----- Trecho para leitura -----

PUBLICIDADE

Sá Leitão: "Doria quer Cultura de SP como referência"

Secretário da área defende governador e fala sobre criação do Conselho de Cultura, mudanças no Proac e da paralisia nos Pontos de Cultura

23 abr 2019 - 05h11
(atualizado às 11h29)
Compartilhar
Exibir comentários
Sérgio Sá Leitão
Sérgio Sá Leitão
Foto: ROBERTO CASIMIRO/FOTOARENA / Estadão Conteúdo

Sérgio Sá Leitão não havia se pronunciado ainda como secretário de Cultura do Estado quando o ambiente esquentou. A notícia de que o projeto Guri iria demitir e fechar polos, entre outros cortes, provocou uma mobilização nas redes e nas ruas. Logo depois, o governador João Doria retrocedeu na decisão. Agora, Sá Leitão fala. Sua pasta parece ter vencido uma batalha, contendo os cortes. Mas, ainda que seja assim, a realidade é desafiadora. Afinal, o orçamento da Cultura vem sendo reduzido há anos, contra todos os estudos e experiências de impacto social e econômico em comunidades como a cidade de Medellín, na Colômbia, e o bairro Linha do Tiro, no Recife, que souberam enxergá-la como viabilidade humana. Se em 2011 contava com 0.64% do orçamento geral, em 2019 é de 0.32%. E o que um Estado do tamanho de São Paulo faz com isso?

Ao falar de Cultura a uma emissora de TV, o governador Doria disse que governar é eleger prioridades, e que as suas eram segurança, saúde, educação e transporte. O que acha da declaração?

Desde a primeira conversa que eu tive com ele, Doria falou que gostaria que a cultura se tornasse uma das políticas chave de sua gestão. Ao aceitar o convite, trabalhei com esse cenário. Ele elencou quatro áreas que considera as mais agudas da população.

Não faltaria o entendimento de que cultura não se trata de entretenimento? Estudos e práticas mostram que investimentos nesse setor têm impactos justamente na base das áreas que escolhe como prioridades.

Pelas conversas que já tive com o governador, pelos pronunciamentos, vejo que Doria tem a percepção da grande importância estratégica da cultura, semelhante ao que penso.

A notícia de cortes no projeto Guri despertaram uma grande reação popular, e então o governador anunciou que não iria mais cortar nada. O que está acontecendo de fato?

O governo constatou que havia um déficit de R$ 10,5 bilhões no orçamento feito pela gestão anterior. Houve então como medida preventiva um contingenciamento geral, que não levou em consideração estudos de situações específicas por causa da urgência de se tomar uma decisão. Fizemos então um diagnóstico sobre isso.

-----

**Objetivos**
1/ Responda com base na entrevista:
(a) Qual cidade da Colômbia é mencionada como exemplo de impacto social e econômico da cultura?
(b) Quais áreas Doria apontou como suas prioridades ao falar a uma emissora de TV?
(c) De quanto era o déficit que o governo constatou no orçamento da gestão anterior?
2/ Transcreva sem alterações o trecho da entrevista que começa em "PUBLICIDADE" e termina em "(atualizado às 11h29)".
Os itens não têm nenhum papel neste exercício.

----- Trechos dos itens -----

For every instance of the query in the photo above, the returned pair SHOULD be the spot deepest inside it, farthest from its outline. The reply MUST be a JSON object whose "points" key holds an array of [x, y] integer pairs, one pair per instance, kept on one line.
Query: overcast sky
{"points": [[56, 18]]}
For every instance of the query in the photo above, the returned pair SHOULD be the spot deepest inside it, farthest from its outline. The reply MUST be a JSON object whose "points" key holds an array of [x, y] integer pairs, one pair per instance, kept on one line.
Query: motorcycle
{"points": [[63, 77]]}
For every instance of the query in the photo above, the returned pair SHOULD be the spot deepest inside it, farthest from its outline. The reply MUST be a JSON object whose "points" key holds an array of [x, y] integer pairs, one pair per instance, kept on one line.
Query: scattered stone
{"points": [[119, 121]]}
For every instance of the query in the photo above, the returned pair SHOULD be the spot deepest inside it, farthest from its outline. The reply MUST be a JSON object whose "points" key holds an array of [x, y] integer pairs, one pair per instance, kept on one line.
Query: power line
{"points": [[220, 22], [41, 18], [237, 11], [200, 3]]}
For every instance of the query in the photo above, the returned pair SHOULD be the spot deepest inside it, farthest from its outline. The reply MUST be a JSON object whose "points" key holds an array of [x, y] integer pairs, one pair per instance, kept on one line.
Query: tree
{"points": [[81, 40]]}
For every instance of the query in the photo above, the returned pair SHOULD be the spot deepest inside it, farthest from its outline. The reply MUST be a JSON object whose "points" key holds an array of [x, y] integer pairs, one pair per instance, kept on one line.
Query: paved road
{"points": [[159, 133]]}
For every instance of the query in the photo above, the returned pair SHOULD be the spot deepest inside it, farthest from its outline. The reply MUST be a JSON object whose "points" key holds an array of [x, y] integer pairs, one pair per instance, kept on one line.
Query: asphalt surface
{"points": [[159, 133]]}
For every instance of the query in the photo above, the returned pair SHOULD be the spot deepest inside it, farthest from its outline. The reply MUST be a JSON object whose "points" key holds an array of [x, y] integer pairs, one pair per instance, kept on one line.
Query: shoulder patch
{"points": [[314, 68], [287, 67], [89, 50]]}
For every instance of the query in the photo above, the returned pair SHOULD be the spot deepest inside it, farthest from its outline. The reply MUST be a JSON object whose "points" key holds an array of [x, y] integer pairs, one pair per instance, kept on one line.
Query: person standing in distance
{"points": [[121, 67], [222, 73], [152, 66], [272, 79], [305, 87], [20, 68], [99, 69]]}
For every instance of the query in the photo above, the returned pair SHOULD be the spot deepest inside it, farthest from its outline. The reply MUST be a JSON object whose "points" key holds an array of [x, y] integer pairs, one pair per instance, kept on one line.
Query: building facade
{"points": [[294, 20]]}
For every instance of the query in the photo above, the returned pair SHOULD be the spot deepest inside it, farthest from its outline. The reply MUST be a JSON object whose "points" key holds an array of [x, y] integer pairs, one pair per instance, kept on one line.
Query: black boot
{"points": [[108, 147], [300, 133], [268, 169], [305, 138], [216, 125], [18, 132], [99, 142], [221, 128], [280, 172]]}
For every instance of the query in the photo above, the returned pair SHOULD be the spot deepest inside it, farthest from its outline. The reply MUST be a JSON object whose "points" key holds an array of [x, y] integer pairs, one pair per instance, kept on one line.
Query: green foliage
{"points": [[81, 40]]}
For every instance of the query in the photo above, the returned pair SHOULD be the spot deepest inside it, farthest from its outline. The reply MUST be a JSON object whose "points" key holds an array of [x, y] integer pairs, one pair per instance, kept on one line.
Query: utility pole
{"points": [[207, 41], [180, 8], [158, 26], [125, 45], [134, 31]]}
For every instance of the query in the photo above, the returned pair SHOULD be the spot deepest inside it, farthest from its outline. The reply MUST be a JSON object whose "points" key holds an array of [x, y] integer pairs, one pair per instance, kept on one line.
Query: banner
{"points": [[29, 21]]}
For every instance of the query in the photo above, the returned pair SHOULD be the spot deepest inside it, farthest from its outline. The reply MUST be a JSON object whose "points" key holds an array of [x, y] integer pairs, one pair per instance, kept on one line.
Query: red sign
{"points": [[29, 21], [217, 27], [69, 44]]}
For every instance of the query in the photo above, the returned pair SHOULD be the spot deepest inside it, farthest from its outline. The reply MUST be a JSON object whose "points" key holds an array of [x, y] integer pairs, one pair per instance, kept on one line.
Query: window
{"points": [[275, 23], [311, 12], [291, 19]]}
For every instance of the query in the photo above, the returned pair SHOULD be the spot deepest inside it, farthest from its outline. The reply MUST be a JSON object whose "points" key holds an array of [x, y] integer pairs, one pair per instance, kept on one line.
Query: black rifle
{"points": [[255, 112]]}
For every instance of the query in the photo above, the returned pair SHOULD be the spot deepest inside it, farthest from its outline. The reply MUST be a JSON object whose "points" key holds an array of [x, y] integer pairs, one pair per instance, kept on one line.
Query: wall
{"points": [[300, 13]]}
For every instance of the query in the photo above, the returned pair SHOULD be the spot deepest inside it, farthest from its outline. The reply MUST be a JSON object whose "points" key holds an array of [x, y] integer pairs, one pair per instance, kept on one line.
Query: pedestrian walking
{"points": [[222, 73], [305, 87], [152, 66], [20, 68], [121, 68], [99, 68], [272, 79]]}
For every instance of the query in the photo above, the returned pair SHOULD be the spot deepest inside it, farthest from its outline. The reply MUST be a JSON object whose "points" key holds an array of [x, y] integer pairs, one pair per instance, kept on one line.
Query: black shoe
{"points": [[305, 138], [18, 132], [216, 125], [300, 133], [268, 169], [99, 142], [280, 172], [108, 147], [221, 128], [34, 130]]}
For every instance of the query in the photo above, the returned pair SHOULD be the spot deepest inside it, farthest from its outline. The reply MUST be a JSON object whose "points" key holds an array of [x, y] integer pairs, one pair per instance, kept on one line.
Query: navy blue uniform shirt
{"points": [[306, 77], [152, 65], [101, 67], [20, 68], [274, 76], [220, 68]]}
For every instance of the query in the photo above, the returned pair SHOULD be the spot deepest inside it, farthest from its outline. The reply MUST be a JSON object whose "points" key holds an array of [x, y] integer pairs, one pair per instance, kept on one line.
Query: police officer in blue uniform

-----

**Respostas do exercício**
1/
(a) Medellín.
(b) Segurança, saúde, educação e transporte.
(c) R$ 10,5 bilhões.

2/
PUBLICIDADE

Sá Leitão: "Doria quer Cultura de SP como referência"

Secretário da área defende governador e fala sobre criação do Conselho de Cultura, mudanças no Proac e da paralisia nos Pontos de Cultura

23 abr 2019 - 05h11
(atualizado às 11h29)